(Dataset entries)
Content starts
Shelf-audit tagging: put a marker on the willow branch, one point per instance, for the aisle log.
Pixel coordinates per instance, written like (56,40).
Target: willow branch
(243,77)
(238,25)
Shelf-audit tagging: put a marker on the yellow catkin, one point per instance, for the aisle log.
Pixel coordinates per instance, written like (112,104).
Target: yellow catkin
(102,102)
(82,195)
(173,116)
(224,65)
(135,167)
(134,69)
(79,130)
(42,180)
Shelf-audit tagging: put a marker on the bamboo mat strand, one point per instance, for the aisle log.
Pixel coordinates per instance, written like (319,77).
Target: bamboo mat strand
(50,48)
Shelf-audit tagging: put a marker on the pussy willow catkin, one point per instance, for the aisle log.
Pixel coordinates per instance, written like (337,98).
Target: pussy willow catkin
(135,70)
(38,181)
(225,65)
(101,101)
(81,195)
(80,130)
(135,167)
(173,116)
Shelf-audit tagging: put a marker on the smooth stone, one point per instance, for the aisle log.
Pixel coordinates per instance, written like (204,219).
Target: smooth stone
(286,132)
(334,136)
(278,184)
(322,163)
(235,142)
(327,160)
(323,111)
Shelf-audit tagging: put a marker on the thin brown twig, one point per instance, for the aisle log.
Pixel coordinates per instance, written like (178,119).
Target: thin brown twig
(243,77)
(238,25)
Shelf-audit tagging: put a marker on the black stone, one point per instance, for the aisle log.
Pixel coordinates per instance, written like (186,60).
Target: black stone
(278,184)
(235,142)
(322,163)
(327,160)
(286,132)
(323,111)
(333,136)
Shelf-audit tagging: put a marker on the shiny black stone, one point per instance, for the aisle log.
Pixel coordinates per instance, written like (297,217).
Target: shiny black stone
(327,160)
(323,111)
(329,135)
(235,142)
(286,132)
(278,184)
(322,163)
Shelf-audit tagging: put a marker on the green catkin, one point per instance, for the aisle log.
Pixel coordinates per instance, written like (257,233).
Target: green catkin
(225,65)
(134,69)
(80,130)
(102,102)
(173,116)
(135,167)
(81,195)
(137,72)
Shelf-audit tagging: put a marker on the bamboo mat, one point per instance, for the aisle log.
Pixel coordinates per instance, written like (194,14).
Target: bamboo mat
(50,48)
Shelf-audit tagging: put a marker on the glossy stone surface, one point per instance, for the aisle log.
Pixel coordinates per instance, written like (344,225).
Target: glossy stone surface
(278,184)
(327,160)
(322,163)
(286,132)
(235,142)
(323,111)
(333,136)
Content ends
* **TASK INSTRUCTIONS**: Copy out, exactly and alone, the lines of the entries above between the ones holding "Pixel coordinates per instance, written like (56,40)." and "Pixel coordinates per instance, written like (297,217).", inclusive.

* **EXPECTED ANSWER**:
Pixel coordinates per instance, written like (56,40).
Target: willow branch
(243,77)
(238,25)
Shelf-audit tagging: put a marker on the yellow catkin, one point per instance, for the aisle log.
Pixel coordinates per instance, written like (112,104).
Target: yellow catkin
(102,102)
(82,195)
(173,116)
(224,65)
(135,167)
(134,69)
(79,130)
(42,180)
Shelf-audit tagging: put a marker on the bamboo mat strand, one point per instance, for the aisle log.
Pixel coordinates per instance, written like (319,77).
Target: bamboo mat strand
(50,48)
Shelf-audit tagging: put a marker on the pussy willow catkin, one point per instance, for the aisle log.
Pixel coordinates per instance, written like (337,98).
Target: pussy willow catkin
(135,70)
(38,181)
(225,65)
(101,101)
(81,195)
(80,130)
(135,167)
(173,116)
Shelf-audit tagging: put a marker on the smooth stone, one point per instance, for the aisle log.
Pixel coordinates per instance, written like (204,219).
Target: smooth stone
(286,132)
(334,136)
(278,184)
(322,163)
(235,142)
(327,160)
(323,111)
Shelf-audit tagging: put a marker on the thin brown twig, one point per instance, for the aisle log.
Pixel coordinates per instance, written like (178,119).
Target: thin brown twig
(243,77)
(238,25)
Shelf-audit tagging: put a marker on the black stone, one point per instance, for the aisle log.
Pixel coordinates per instance, written like (186,60).
Target: black stone
(278,184)
(235,142)
(322,163)
(327,160)
(286,132)
(323,111)
(333,136)
Shelf-audit tagging: put a marker on the shiny black stone, one point per instance, for the aisle log.
Pixel coordinates per instance, written like (297,217).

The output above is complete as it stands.